**TASK GOAL**:
Only the lines from the one with "Target: unripe fruit" onward are wanted, through the last line of the entries, set down exactly.

**MATERIAL TO PROCESS**:
------------------------------------------------

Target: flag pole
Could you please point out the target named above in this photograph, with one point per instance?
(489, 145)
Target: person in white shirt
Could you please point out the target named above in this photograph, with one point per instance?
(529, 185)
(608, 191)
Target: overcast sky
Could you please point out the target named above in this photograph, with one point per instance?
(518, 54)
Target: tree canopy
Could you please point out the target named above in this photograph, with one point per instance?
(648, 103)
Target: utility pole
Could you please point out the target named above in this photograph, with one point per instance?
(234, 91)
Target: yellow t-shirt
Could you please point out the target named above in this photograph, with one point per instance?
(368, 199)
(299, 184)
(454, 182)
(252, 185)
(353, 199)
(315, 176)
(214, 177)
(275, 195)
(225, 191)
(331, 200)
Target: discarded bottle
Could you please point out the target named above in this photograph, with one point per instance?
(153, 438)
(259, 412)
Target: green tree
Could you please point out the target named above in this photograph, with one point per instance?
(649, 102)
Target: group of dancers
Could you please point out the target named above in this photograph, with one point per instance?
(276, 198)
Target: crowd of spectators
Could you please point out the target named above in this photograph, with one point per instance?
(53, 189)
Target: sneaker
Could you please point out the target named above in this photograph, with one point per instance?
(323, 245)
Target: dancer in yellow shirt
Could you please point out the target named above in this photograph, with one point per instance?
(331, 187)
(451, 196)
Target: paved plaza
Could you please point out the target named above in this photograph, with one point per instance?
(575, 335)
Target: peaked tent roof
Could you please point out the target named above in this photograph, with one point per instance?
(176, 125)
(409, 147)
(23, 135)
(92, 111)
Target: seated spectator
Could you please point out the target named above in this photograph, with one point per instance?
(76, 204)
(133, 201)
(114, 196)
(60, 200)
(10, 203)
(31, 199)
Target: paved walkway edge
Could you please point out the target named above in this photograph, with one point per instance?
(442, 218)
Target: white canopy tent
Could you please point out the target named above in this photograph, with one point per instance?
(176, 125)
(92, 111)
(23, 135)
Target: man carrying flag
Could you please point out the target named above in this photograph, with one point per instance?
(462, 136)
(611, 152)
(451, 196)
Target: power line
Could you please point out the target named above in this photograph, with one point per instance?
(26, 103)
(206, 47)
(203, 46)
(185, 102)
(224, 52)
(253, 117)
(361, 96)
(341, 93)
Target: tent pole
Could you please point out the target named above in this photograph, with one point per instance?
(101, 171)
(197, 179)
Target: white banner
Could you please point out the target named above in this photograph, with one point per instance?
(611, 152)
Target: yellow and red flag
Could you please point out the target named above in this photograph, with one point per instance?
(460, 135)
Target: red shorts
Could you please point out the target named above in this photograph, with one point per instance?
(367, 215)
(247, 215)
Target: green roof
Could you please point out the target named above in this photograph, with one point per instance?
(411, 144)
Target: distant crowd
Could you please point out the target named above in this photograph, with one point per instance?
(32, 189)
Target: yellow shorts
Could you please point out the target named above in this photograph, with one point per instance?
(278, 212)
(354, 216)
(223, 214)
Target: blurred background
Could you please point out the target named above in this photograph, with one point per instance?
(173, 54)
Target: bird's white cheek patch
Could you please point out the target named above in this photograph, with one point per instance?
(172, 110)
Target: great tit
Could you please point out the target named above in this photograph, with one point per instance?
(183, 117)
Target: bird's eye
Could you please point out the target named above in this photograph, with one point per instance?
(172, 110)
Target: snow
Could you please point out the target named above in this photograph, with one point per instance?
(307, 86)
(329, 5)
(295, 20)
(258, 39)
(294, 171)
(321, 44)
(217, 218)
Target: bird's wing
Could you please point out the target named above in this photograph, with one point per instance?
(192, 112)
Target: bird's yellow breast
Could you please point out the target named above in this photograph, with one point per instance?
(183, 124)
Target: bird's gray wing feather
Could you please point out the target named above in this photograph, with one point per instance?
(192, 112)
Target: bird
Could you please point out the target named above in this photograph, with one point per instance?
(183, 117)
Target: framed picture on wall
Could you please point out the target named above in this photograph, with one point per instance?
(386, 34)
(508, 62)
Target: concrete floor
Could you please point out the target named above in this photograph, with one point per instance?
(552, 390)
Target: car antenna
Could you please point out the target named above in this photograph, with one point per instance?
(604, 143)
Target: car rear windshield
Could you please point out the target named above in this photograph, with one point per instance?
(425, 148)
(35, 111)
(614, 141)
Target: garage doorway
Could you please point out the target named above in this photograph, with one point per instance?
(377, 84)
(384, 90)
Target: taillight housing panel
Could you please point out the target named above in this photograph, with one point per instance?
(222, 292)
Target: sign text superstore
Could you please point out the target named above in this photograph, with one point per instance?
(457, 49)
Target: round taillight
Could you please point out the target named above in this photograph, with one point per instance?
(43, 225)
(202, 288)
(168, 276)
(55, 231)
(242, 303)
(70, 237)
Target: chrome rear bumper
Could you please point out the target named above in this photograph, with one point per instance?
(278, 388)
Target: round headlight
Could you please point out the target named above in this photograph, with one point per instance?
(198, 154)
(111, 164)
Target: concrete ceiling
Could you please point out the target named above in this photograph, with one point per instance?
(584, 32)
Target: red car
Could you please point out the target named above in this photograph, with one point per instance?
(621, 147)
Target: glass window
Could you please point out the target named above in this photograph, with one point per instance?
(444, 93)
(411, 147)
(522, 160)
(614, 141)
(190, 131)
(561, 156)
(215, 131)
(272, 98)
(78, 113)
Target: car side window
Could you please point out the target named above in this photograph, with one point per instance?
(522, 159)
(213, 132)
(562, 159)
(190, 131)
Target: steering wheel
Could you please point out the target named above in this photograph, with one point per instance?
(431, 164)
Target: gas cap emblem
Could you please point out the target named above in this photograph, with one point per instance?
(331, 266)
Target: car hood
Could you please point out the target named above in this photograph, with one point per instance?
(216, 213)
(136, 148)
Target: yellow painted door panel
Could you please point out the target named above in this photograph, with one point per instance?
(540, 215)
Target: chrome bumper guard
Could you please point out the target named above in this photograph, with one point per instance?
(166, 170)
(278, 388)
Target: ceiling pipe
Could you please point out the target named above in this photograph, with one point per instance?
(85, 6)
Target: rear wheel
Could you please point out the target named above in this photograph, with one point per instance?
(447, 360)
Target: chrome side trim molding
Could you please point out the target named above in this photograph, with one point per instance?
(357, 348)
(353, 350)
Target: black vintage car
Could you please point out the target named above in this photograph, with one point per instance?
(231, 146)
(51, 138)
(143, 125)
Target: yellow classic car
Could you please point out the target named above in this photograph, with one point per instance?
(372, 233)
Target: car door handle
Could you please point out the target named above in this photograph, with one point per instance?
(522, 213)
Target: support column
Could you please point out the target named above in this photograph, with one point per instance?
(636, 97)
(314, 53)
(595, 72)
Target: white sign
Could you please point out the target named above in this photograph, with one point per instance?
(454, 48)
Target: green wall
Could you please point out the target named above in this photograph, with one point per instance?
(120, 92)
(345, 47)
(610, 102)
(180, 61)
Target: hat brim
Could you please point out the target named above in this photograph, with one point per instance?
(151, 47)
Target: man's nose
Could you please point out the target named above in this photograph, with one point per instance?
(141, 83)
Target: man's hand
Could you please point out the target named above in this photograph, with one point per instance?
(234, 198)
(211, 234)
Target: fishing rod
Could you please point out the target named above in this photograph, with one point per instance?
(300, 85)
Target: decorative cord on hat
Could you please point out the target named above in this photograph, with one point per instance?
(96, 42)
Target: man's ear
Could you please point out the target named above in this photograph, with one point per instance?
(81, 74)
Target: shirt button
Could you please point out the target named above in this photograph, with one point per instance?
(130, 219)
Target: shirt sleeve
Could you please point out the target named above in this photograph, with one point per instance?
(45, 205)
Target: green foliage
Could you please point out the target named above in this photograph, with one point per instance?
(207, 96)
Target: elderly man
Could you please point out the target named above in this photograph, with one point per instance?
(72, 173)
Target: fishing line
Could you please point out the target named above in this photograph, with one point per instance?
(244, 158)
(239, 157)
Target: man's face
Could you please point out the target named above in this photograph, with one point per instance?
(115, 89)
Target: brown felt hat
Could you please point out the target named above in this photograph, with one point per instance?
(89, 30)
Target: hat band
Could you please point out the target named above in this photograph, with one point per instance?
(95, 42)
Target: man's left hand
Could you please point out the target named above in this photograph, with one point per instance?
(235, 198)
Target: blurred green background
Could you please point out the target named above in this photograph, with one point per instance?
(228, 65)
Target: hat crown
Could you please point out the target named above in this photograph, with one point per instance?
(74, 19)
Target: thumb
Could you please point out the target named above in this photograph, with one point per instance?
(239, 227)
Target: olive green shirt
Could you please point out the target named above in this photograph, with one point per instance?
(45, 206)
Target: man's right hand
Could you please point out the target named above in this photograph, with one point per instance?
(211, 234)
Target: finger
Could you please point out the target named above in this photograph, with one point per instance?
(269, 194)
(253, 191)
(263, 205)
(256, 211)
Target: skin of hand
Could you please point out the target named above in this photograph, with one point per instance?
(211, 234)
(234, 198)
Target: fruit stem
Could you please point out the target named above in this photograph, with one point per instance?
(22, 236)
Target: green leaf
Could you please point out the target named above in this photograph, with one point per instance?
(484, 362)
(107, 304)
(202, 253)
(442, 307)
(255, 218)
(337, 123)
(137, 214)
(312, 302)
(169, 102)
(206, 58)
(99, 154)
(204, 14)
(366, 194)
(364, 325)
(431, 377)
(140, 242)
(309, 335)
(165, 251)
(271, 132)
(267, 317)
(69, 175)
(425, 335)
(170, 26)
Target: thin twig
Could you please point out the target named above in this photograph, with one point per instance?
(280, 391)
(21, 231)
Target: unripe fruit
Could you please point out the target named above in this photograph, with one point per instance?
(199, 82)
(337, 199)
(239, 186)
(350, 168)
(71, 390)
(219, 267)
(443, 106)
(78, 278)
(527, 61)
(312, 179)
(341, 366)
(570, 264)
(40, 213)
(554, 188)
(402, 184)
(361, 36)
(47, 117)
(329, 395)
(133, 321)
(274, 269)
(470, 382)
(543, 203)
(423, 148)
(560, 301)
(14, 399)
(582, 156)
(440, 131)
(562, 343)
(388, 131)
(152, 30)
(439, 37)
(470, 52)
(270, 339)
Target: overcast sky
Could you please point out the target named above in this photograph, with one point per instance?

------------------------------------------------

**IN RESPONSE**:
Target: unripe fruit
Could you please point out the target named above in this photograph, with one point per instance?
(199, 82)
(337, 199)
(239, 186)
(350, 168)
(71, 390)
(219, 267)
(443, 106)
(78, 278)
(527, 61)
(312, 179)
(341, 366)
(570, 264)
(40, 213)
(554, 188)
(402, 184)
(361, 36)
(47, 117)
(329, 395)
(133, 321)
(274, 269)
(470, 382)
(543, 203)
(423, 148)
(560, 301)
(14, 399)
(582, 156)
(440, 131)
(562, 343)
(388, 131)
(152, 30)
(439, 37)
(470, 52)
(270, 339)
Target: overcast sky
Could you please point out the target named above in this photograph, with one point per instance?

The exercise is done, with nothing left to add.